| Written task |
Output exactly the lines between the line that contains "In this photo, each instance of the black tank" and the last line of the material, counting both.

-- START --

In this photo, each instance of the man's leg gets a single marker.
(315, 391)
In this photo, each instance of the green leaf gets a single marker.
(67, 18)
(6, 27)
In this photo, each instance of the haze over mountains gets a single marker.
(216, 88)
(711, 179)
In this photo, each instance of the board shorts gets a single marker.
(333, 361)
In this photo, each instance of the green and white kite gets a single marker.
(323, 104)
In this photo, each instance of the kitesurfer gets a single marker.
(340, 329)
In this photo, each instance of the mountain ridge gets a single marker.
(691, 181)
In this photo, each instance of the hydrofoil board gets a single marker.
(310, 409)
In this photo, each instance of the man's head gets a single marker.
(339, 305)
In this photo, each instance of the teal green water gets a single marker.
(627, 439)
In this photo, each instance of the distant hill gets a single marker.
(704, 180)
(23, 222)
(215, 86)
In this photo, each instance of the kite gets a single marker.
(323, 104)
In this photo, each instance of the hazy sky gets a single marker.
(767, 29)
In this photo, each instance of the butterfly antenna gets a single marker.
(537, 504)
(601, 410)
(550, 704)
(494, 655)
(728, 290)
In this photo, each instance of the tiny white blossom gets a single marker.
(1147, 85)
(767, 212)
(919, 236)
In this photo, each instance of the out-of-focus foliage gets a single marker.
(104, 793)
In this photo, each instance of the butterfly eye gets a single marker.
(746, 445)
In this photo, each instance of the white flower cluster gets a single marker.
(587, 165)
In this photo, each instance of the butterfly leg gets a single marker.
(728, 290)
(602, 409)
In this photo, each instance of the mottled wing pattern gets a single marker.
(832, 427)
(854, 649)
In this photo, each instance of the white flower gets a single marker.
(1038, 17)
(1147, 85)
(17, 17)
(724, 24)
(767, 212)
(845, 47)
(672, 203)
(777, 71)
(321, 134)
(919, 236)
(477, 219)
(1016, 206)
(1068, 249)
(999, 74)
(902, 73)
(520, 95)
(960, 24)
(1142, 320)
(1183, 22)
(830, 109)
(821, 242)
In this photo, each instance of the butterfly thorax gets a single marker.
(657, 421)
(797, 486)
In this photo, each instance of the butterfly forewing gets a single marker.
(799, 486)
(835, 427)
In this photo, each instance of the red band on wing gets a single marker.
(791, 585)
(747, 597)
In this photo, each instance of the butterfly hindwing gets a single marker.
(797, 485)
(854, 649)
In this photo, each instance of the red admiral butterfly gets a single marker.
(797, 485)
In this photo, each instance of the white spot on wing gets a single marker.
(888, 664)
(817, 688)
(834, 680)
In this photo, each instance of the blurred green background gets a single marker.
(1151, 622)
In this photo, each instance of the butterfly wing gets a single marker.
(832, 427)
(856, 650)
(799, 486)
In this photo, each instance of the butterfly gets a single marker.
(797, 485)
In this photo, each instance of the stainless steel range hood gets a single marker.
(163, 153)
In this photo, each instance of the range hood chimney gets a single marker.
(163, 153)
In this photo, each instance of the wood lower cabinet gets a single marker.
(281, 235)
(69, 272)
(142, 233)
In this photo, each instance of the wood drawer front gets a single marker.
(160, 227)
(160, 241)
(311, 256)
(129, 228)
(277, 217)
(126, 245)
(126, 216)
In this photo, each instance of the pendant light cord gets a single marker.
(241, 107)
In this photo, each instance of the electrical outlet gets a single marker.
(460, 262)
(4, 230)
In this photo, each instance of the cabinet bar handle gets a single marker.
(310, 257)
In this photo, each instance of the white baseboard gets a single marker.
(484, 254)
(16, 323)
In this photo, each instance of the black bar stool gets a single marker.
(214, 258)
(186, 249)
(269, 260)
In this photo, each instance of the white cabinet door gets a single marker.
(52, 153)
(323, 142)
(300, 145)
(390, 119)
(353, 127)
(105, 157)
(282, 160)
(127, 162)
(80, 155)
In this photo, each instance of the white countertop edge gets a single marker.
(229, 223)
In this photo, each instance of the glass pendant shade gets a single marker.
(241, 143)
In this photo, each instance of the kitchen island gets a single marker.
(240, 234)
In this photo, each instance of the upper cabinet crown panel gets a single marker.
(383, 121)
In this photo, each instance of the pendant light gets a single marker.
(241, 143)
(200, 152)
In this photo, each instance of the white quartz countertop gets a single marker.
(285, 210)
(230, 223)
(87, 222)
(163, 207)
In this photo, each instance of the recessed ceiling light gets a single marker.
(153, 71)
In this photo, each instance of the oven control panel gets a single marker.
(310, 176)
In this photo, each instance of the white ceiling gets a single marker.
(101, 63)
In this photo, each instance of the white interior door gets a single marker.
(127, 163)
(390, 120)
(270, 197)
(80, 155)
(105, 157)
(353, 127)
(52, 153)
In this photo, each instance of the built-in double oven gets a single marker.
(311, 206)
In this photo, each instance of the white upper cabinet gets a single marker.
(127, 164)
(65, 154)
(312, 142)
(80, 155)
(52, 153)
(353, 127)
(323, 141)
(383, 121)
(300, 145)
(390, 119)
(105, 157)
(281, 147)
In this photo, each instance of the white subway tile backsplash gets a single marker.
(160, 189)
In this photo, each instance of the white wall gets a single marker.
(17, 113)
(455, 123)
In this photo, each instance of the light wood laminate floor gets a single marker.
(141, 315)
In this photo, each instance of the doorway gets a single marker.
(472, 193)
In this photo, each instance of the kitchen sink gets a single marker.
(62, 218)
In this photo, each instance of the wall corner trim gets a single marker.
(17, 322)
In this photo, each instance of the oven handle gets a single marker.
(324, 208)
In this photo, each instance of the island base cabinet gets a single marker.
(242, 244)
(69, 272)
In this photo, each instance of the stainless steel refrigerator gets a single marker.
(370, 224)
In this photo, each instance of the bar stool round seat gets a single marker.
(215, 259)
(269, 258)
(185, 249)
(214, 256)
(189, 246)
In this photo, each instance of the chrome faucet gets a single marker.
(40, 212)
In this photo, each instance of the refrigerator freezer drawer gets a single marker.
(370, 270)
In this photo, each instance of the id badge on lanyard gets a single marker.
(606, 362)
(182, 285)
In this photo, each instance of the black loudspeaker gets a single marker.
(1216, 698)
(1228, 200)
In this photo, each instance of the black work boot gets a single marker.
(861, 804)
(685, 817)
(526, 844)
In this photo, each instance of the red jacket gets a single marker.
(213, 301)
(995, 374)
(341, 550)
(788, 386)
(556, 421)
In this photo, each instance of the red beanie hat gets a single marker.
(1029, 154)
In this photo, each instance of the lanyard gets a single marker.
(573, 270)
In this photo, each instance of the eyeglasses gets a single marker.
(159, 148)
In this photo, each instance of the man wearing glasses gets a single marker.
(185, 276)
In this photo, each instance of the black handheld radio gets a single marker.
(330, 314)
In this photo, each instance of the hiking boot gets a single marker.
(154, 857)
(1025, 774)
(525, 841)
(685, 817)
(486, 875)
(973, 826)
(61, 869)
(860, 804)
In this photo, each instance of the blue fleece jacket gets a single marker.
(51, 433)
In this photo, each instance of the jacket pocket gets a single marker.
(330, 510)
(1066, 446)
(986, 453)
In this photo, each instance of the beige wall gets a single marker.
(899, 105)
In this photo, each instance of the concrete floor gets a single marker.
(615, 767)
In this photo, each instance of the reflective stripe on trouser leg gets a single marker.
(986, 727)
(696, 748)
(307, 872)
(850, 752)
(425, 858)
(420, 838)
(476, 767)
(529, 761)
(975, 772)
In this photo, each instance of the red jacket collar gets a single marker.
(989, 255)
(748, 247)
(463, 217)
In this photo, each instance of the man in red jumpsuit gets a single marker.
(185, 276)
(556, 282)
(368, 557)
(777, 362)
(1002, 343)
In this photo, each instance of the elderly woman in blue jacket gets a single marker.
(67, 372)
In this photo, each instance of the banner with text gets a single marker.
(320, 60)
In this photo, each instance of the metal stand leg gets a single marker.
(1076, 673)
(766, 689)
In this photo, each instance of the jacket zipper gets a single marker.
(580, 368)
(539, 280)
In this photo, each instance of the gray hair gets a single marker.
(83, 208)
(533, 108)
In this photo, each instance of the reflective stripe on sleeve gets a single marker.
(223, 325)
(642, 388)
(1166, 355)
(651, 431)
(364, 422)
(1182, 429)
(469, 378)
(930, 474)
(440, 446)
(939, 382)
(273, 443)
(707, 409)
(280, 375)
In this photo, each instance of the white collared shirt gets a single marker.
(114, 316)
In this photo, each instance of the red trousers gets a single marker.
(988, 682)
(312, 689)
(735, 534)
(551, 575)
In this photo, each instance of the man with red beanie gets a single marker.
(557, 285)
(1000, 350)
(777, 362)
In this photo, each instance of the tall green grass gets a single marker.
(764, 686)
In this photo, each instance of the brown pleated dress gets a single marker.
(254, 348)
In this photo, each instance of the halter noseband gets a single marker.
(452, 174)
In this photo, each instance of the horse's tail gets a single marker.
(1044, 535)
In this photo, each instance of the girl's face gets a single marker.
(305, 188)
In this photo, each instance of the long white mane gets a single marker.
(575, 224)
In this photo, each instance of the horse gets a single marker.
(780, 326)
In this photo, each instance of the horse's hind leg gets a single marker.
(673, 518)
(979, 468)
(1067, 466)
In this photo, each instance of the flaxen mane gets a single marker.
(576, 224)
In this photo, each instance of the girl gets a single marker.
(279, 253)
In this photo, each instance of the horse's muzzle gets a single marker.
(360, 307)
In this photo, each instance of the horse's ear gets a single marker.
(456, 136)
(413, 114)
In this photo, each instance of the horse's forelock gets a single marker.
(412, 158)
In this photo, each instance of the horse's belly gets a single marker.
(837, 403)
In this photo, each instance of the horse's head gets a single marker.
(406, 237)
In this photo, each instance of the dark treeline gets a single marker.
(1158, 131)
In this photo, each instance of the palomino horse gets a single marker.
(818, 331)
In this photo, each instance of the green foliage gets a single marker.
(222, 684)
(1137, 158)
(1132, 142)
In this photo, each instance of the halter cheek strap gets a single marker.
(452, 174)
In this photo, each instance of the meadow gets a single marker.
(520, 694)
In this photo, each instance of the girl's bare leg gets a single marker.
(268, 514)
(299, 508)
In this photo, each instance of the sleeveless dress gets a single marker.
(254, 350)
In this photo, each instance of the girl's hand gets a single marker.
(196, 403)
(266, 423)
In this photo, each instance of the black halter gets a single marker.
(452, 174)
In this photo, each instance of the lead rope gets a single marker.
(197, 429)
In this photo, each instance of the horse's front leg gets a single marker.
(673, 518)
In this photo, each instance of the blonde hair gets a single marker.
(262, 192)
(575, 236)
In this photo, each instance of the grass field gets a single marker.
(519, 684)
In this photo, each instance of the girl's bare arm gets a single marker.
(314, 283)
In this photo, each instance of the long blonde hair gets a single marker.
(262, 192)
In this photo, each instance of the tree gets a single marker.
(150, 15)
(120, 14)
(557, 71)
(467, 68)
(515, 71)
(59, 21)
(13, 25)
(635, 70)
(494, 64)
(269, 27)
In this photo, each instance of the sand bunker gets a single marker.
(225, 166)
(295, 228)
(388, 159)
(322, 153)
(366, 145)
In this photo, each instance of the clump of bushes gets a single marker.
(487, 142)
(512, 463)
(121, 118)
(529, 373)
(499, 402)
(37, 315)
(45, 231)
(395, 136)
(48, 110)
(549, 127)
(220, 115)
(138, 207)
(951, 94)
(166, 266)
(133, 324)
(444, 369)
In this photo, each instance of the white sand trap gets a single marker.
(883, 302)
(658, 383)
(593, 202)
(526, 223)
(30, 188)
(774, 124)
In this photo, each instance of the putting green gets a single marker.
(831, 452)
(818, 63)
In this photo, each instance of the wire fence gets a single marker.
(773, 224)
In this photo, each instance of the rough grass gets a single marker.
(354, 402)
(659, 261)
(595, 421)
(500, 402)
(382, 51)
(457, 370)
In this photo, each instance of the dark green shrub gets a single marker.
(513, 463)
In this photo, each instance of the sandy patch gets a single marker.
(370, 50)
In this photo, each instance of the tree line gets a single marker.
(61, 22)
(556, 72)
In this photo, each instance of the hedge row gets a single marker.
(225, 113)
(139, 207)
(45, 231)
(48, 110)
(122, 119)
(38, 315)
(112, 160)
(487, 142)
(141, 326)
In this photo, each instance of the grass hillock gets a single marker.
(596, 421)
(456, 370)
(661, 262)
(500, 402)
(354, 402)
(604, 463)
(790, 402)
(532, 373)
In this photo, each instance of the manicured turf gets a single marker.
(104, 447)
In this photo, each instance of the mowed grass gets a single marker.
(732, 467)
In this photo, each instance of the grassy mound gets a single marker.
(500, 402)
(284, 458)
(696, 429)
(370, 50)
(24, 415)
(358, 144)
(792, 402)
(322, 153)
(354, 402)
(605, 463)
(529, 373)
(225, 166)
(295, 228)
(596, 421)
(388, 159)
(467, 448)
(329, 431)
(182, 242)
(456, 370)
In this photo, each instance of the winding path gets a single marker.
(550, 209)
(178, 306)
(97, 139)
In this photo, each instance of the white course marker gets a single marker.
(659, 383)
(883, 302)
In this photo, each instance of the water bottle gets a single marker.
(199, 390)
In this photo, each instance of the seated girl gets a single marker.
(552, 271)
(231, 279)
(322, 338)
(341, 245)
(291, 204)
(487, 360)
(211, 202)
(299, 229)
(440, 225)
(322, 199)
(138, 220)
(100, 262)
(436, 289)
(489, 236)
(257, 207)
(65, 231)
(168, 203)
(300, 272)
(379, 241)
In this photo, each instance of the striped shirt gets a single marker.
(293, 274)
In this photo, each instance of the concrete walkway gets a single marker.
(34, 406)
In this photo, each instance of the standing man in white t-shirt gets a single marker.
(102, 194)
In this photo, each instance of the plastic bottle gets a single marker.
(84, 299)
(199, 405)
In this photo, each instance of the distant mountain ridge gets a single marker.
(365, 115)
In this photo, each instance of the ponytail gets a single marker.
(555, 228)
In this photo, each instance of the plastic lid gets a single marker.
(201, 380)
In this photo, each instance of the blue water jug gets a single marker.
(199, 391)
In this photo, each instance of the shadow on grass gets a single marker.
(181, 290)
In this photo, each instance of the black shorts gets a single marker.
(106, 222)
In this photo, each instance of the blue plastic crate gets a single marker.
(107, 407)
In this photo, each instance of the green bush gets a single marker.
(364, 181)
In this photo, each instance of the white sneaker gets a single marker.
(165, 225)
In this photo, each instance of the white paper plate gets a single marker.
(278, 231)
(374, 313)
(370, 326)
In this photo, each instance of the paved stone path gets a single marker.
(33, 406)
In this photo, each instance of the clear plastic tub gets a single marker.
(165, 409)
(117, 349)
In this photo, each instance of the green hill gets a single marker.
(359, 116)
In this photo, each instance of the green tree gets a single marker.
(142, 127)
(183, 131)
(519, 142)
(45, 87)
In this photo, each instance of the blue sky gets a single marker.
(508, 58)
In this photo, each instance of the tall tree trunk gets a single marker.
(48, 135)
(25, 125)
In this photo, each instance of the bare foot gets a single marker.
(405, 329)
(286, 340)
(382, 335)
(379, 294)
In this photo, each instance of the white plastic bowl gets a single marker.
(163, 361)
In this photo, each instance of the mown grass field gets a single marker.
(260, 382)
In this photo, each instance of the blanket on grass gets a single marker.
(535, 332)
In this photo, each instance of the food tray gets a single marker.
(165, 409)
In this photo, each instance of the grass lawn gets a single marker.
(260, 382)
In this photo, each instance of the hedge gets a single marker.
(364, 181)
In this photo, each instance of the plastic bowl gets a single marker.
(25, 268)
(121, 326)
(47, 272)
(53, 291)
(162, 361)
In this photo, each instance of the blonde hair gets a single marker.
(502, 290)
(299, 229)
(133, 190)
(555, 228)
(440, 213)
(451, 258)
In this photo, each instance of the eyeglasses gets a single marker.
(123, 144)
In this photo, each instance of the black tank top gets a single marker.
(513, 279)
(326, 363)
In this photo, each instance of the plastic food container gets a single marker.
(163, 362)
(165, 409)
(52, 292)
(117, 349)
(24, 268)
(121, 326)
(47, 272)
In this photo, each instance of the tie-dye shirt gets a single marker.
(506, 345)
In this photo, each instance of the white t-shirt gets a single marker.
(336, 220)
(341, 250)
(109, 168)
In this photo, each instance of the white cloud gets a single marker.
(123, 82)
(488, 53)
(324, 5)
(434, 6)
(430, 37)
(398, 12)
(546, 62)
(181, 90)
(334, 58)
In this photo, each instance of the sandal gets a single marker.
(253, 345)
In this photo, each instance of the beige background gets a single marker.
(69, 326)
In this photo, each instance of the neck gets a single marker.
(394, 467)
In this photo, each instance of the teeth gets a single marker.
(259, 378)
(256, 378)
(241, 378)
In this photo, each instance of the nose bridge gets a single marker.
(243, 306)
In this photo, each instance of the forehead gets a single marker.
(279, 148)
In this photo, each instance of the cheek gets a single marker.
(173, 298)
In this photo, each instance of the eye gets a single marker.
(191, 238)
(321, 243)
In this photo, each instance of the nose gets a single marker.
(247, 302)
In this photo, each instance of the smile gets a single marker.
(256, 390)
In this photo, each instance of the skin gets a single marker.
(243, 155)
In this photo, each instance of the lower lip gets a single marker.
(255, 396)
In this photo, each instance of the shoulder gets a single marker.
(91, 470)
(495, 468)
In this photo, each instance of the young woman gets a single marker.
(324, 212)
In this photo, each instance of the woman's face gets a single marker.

-- END --

| Output for this task |
In this photo, each instance of the black tank top gets a single marker.
(513, 279)
(326, 363)
In this photo, each instance of the plastic food container gets a single marker.
(163, 362)
(165, 409)
(52, 292)
(117, 349)
(24, 268)
(121, 326)
(47, 272)
In this photo, each instance of the tie-dye shirt gets a single marker.
(506, 345)
In this photo, each instance of the white t-shirt gets a single marker.
(336, 220)
(341, 250)
(109, 168)
In this photo, each instance of the white cloud gets a single marker.
(123, 82)
(488, 53)
(324, 5)
(434, 6)
(430, 37)
(398, 12)
(546, 62)
(181, 90)
(334, 58)
In this photo, each instance of the sandal gets a single marker.
(253, 345)
In this photo, each instance of the beige background gets a single marker.
(69, 326)
In this photo, each instance of the neck gets a single marker.
(394, 467)
In this photo, each instance of the teeth gets a single marker.
(259, 378)
(256, 378)
(241, 378)
In this photo, each instance of the nose bridge gets a single marker.
(243, 306)
In this photo, each instance of the forehead gets a single marker.
(279, 148)
In this photo, each instance of the cheek gets a single marker.
(173, 298)
In this photo, each instance of the eye gets a single marker.
(191, 238)
(321, 243)
In this photo, each instance of the nose gets a single marker.
(247, 302)
In this photo, each instance of the smile gets a single marker.
(256, 390)
In this photo, each instance of the skin gets a single marker.
(243, 155)
In this photo, each instance of the lower lip gets a single marker.
(255, 396)
In this photo, each instance of the shoulder gets a single marker.
(91, 470)
(495, 468)
In this photo, each instance of the young woman gets a single marker.
(324, 212)
In this photo, each instance of the woman's face gets a single marker.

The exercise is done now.